(DATA SHOWN):
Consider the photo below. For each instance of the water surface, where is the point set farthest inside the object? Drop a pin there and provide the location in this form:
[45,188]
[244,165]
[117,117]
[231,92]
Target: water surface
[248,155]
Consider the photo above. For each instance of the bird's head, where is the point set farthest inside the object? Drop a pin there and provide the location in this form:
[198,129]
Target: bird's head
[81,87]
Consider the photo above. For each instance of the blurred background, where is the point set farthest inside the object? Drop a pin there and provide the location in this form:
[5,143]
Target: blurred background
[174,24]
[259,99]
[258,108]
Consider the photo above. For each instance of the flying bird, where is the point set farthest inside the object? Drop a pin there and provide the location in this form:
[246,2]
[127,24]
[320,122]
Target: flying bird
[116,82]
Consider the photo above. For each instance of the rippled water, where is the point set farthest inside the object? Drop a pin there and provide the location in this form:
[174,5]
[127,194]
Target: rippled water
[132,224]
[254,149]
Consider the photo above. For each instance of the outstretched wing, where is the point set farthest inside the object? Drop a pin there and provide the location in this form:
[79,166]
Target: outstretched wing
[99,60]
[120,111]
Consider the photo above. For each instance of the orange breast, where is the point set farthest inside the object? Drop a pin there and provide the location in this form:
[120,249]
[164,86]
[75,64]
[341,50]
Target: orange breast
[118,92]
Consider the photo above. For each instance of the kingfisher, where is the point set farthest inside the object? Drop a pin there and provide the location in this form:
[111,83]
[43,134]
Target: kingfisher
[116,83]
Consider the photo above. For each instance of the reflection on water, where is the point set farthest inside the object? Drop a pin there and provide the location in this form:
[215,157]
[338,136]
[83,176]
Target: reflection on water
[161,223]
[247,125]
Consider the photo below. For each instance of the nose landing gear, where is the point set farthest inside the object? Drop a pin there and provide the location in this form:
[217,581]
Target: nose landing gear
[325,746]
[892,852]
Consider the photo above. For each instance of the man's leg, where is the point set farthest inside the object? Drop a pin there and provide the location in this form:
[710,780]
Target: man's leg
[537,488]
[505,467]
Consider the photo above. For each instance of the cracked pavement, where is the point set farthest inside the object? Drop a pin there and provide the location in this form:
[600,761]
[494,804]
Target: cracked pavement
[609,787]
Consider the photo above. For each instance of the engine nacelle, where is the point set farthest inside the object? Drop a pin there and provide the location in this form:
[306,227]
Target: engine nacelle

(DESCRIPTION OF THE TASK): Can you rewrite all the records above, swapping "Drop a pin there" for "Place a marker there" in each one and leaving everything else unchanged?

(FULL OUTPUT):
Consider the photo below. For each instance of the water surface, where is the point set farthest inside the object? Place a marker there and provide the location in this form:
[45,188]
[244,165]
[117,117]
[231,92]
Target: water surface
[248,155]
Consider the photo above. For each instance of the bird's head, where is the point set farthest inside the object? Place a marker there and provide the location in this form:
[198,129]
Target: bird's head
[81,87]
Consider the photo above. For each instance of the blurred background, where is the point set farthest inside the object? Place a marker there and provide the location in this form:
[5,143]
Target: blurred background
[174,24]
[259,99]
[258,108]
Consider the photo above. For each instance of the flying bird, where is the point set farthest inside the object? Place a marker there and provide the location in this form:
[246,2]
[127,24]
[320,122]
Target: flying bird
[116,82]
Consider the photo above. For each instance of the rippled water, where is the point set farthest inside the object? Place a marker there and provide the location in this form:
[174,5]
[127,194]
Target: rippled water
[132,224]
[254,149]
Consider the photo above. For each instance of the outstretched wing, where is the point set farthest inside the object? Place a marker there and provide the location in this form:
[79,166]
Target: outstretched wing
[99,60]
[120,111]
Consider the photo above. For each instance of the orange breast, where is the point set farthest inside the object? Place a marker there and provide the location in this form:
[120,249]
[164,86]
[75,64]
[341,50]
Target: orange breast
[118,92]
Consider the photo above. For each instance of the kingfisher, where is the point set farthest inside the object? Place a marker there and provide the location in this form:
[111,83]
[43,134]
Target: kingfisher
[116,83]
Consider the photo above. For each instance of the reflection on water, where is the point set farthest inside the object? Place a marker there and provide the location in this form:
[215,157]
[338,136]
[83,176]
Target: reflection on water
[161,223]
[247,125]
Consider the photo below. For each instance of the nose landing gear, where is the point set farthest inside the object? Place a marker there and provide the location in this form:
[217,581]
Target: nose landing gear
[325,746]
[892,852]
Consider the photo above. For each instance of the man's leg, where is the point set farthest inside the object? Place a marker there and provide the location in this form:
[710,780]
Target: man's leg
[537,488]
[505,467]
Consider the photo above. For each instance of the cracked pavement, where is the point set farthest inside the object? Place a marker there and provide the location in this form:
[600,761]
[494,804]
Target: cracked pavement
[609,787]
Consider the photo above. For each instance of the engine nacelle, where is the point set farthest inside the object? Place a marker there and provide the location in this form:
[306,227]
Target: engine nacelle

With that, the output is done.